Work order: Read the lines of the data below and retrieve those with "Find".

Segmentation mask data
•••

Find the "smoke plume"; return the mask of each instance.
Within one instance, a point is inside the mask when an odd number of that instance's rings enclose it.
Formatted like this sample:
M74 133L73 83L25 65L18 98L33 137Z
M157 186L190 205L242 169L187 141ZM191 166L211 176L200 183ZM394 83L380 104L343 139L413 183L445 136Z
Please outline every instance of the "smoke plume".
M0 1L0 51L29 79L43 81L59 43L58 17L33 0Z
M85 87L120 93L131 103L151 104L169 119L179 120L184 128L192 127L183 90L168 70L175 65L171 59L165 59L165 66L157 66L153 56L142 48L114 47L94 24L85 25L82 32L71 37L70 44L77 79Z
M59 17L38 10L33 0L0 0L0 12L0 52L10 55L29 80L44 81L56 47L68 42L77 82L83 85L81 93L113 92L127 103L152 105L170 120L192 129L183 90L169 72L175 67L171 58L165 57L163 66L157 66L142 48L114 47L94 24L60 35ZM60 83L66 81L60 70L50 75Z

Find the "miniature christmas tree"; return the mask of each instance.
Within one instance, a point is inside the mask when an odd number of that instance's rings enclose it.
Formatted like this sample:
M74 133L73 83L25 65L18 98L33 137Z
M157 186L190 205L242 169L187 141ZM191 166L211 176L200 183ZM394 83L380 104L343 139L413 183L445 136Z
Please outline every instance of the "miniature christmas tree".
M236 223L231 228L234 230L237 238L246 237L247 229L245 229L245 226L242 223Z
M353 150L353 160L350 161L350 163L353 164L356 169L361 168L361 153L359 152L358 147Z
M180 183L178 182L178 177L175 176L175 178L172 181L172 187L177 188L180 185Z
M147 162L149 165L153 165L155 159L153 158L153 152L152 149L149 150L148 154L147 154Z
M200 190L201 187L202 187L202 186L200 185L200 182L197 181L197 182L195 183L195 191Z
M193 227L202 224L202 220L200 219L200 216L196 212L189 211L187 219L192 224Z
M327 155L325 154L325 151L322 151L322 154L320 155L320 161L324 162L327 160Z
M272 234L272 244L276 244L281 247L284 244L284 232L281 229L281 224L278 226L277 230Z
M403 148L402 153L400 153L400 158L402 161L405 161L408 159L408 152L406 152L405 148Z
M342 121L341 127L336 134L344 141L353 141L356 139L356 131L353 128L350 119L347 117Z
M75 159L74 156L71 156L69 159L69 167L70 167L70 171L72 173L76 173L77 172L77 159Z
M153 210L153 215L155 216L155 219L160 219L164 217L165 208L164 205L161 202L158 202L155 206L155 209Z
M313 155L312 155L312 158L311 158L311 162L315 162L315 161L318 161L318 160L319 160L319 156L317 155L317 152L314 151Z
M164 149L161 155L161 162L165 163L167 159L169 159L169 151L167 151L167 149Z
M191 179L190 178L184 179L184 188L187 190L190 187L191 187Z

•••

Exercise response:
Find the "smoke plume"; return the mask of each instance.
Find the "miniature christmas tree"; return the mask of each instance.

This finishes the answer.